> [Required work]: An exact copy of every entry is the answer here, with no pictures.

> [Input records]:
--- START ---

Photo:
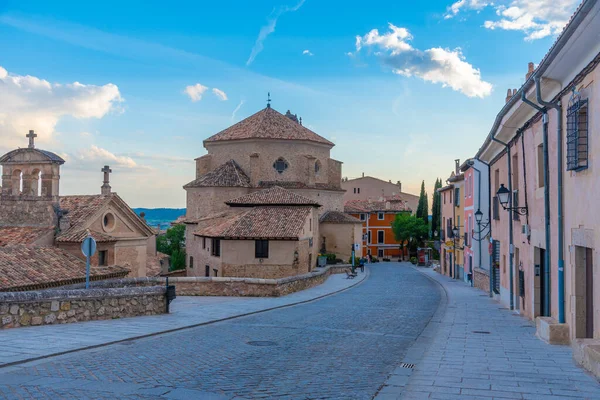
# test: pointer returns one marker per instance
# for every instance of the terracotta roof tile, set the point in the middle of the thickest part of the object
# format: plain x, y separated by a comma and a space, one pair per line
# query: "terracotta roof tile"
229, 174
21, 235
360, 206
268, 124
259, 223
337, 217
30, 268
275, 196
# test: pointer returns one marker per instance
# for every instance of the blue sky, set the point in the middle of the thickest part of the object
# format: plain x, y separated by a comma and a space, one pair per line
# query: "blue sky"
400, 103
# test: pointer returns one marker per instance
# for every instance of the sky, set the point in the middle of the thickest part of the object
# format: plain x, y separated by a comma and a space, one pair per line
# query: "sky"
401, 87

--- END ---

> [Solution to the problem]:
Photo:
# test: pointer returns one marker per instance
# for every instance of the terracotta roof tile, set the point in the middle of the thickest part of the object
# format: plain x, y separated by a comma and a space, one pair per line
# query: "terracotta roof tile"
229, 174
21, 235
360, 206
268, 124
259, 223
337, 217
30, 268
275, 196
# test: pointer returns one marker per instance
# for every instance of the blue sky, set the point in the middle of the thickest part of the object
# format: plain x, y separated by a comma and a space, one pair per line
# query: "blue sky"
400, 103
# test: pointer returns one marker per instance
# for every instance of the sky, set the point in the middle of the thickest part of the object
# format: plain x, y separated by a comma and a space, one pair per line
# query: "sky"
401, 87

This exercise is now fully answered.